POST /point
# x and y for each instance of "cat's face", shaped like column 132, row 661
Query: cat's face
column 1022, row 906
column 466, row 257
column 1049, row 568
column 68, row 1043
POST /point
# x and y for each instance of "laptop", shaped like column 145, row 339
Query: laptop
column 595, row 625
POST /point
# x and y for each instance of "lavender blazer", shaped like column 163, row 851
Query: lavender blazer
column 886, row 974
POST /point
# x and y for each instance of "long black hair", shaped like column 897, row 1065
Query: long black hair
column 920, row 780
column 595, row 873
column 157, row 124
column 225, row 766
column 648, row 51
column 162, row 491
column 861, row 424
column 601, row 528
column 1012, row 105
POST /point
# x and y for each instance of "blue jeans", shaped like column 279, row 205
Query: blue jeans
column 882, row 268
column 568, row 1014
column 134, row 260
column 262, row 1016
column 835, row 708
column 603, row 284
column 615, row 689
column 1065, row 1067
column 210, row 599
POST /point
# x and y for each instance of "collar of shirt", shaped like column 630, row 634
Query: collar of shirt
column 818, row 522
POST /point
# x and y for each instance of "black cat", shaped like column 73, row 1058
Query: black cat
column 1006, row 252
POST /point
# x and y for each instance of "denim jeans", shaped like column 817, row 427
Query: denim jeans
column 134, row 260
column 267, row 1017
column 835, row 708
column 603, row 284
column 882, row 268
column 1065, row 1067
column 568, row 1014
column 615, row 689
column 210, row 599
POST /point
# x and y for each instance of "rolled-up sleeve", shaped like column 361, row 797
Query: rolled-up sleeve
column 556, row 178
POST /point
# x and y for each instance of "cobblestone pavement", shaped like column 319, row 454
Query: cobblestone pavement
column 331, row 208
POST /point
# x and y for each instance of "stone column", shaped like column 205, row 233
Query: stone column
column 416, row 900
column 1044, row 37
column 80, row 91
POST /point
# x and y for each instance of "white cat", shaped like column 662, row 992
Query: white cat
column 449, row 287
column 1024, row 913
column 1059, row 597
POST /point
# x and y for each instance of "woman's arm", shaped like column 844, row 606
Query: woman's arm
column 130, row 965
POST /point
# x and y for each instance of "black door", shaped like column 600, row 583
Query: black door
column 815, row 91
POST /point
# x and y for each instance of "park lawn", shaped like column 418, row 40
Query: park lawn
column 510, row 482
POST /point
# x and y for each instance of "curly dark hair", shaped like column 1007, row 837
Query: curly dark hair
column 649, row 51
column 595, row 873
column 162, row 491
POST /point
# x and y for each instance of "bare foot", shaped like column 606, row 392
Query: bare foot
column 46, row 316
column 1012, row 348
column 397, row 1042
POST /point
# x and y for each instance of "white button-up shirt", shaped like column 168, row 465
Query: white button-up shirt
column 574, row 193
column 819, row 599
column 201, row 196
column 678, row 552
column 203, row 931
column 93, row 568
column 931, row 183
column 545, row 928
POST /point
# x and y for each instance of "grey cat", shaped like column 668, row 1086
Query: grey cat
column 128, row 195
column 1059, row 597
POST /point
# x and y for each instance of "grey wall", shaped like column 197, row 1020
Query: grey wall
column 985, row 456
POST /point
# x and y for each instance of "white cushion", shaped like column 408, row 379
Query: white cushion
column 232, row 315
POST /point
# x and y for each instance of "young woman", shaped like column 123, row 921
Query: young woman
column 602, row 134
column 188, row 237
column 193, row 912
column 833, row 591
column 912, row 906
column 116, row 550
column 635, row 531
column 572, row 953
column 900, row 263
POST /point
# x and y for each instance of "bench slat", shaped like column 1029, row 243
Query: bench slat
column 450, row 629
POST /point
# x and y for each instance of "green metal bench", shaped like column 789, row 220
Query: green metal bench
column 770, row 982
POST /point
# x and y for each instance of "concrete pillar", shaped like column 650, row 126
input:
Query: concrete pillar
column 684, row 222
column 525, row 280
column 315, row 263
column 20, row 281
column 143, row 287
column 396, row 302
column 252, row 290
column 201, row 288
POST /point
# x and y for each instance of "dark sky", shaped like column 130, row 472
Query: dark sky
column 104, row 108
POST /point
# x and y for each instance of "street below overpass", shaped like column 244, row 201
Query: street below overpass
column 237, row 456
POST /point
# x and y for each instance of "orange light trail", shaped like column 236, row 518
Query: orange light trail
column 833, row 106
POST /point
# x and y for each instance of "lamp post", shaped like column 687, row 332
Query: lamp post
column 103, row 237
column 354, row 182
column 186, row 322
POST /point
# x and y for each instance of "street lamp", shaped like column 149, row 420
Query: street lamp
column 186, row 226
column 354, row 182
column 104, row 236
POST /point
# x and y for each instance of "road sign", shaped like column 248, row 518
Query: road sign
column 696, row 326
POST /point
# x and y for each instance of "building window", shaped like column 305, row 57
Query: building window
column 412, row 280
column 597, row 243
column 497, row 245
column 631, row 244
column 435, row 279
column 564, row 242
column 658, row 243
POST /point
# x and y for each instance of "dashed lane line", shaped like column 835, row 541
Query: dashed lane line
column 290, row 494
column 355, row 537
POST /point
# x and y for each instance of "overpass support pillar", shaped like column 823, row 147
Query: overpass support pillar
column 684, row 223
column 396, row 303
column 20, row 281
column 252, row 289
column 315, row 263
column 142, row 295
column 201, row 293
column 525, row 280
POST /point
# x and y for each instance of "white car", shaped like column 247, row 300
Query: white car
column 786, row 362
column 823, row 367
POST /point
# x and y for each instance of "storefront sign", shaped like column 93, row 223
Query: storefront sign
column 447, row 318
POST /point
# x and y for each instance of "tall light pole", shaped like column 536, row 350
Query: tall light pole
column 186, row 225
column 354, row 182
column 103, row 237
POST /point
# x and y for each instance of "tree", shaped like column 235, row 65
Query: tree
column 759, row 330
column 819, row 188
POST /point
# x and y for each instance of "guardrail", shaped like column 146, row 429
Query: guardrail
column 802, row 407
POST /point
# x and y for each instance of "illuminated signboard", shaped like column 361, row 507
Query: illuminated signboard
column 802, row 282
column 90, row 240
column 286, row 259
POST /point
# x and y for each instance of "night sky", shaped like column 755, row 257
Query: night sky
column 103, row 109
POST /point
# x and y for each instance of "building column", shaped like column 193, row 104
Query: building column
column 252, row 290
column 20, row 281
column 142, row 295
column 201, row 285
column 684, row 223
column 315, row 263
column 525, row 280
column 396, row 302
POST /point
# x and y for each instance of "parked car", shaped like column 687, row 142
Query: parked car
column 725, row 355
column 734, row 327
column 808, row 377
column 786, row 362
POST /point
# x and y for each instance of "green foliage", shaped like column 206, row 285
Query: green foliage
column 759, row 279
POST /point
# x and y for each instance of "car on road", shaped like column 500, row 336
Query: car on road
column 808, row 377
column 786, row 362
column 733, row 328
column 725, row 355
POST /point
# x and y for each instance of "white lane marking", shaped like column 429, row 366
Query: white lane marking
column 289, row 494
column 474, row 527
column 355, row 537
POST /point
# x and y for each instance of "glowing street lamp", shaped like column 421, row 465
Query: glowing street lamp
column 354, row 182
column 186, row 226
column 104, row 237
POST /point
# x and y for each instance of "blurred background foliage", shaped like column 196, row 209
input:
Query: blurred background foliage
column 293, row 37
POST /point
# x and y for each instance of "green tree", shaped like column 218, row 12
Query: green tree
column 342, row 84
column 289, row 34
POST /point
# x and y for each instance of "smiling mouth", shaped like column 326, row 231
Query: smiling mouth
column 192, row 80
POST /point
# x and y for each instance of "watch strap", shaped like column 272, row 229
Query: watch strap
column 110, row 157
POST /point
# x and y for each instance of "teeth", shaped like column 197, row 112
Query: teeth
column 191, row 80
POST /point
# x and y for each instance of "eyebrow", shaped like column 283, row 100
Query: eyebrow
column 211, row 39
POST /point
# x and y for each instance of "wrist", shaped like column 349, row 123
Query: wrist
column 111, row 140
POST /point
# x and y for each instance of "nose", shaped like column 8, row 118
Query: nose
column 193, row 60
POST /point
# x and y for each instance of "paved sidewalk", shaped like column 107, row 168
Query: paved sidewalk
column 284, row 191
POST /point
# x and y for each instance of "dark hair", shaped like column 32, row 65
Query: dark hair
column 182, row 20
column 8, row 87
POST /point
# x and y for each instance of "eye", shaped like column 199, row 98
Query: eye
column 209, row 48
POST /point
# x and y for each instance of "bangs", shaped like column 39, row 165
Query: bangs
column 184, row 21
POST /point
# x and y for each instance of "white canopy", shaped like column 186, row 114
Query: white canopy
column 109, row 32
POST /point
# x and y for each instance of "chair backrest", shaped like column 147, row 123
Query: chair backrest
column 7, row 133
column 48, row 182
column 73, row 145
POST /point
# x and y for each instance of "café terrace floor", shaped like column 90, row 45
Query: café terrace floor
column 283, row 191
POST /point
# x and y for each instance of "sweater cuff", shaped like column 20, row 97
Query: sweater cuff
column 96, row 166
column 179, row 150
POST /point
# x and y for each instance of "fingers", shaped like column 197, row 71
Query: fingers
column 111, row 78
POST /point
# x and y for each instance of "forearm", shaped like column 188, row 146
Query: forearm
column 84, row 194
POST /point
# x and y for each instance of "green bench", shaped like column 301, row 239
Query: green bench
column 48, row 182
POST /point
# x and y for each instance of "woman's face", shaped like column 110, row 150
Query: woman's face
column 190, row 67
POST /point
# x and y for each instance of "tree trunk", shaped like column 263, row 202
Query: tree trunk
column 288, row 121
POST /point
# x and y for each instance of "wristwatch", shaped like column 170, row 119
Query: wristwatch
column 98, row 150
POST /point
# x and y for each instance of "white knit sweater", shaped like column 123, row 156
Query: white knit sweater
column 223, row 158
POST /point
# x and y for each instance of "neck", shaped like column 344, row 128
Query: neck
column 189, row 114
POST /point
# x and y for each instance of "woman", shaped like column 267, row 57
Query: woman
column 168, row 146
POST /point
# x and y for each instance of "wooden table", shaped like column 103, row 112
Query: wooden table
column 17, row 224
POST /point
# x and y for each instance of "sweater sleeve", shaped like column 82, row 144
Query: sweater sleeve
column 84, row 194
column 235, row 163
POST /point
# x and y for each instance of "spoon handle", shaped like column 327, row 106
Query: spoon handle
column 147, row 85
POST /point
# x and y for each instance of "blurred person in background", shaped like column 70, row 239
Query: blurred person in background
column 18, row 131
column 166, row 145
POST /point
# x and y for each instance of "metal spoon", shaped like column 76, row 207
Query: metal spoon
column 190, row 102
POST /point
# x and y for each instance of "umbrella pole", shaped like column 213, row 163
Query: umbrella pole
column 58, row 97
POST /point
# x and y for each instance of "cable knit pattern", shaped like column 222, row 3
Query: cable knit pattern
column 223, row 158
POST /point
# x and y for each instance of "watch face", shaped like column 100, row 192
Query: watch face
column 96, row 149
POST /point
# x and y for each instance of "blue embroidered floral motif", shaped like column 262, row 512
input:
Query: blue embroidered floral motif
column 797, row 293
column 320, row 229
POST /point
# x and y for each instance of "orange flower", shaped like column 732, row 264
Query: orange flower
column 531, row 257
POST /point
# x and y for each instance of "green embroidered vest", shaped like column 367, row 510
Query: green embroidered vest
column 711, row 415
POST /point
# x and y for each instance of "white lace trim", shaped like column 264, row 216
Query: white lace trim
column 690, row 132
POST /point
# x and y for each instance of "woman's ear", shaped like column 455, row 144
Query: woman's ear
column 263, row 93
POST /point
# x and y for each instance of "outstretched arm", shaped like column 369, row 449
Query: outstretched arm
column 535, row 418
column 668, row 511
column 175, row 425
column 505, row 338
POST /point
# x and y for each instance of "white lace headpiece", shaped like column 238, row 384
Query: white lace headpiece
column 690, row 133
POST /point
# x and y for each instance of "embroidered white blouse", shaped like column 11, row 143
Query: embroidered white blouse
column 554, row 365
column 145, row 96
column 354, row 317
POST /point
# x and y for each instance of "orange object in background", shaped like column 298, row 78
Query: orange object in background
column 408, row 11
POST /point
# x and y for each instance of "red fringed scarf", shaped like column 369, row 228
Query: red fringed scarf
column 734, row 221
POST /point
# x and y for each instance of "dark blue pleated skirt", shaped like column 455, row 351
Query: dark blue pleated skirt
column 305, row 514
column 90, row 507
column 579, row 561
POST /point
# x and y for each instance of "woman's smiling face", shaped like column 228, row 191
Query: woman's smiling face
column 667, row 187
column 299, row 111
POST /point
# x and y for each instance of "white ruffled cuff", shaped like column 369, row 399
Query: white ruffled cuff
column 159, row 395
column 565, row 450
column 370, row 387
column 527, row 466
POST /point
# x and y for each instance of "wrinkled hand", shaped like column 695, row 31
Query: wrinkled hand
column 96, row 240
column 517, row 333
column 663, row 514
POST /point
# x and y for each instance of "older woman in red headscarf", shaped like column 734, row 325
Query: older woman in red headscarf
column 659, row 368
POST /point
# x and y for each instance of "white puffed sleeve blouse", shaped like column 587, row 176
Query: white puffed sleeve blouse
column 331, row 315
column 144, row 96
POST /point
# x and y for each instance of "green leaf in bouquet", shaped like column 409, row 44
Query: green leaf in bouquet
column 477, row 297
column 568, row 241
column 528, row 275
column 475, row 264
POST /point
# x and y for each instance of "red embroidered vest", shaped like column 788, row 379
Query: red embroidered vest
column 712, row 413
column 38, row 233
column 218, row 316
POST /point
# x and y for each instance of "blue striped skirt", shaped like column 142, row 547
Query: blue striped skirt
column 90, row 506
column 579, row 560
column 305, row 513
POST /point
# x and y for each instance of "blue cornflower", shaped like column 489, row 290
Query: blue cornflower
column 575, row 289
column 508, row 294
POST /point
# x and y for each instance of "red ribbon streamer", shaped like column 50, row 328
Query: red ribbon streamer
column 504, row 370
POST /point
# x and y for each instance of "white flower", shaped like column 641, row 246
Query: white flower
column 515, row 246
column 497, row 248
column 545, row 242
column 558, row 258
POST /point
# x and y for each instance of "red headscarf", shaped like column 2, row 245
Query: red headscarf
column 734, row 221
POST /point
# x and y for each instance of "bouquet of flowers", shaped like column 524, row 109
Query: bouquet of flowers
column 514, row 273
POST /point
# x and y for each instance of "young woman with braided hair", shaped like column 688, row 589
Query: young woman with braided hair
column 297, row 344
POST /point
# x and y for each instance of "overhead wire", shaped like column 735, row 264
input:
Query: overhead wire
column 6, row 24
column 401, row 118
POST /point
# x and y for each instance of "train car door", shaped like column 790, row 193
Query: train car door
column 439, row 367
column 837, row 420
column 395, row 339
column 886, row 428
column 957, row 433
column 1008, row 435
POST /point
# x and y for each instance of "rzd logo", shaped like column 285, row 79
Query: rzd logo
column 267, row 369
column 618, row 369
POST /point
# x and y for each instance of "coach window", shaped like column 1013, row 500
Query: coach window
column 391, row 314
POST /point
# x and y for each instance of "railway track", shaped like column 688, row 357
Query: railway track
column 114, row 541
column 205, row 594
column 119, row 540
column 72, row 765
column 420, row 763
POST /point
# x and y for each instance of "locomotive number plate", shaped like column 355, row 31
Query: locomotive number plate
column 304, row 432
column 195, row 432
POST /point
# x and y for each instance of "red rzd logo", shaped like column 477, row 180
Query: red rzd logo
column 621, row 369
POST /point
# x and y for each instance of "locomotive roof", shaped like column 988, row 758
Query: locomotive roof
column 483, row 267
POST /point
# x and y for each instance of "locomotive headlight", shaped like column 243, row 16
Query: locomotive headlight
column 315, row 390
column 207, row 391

◆ ◆ ◆ ◆ ◆

* **Task description**
Can you quote the records above verbatim, from the start through the line that contains "column 886, row 974"?

* **Task result**
POST /point
# x and y for each instance of "cat's face", shaped like column 132, row 661
Query: cat's face
column 1022, row 906
column 466, row 257
column 1049, row 568
column 68, row 1043
POST /point
# x and y for each instance of "laptop", shaped like column 145, row 339
Query: laptop
column 595, row 625
POST /point
# x and y for each instance of "lavender blazer", shaped like column 163, row 851
Query: lavender blazer
column 886, row 974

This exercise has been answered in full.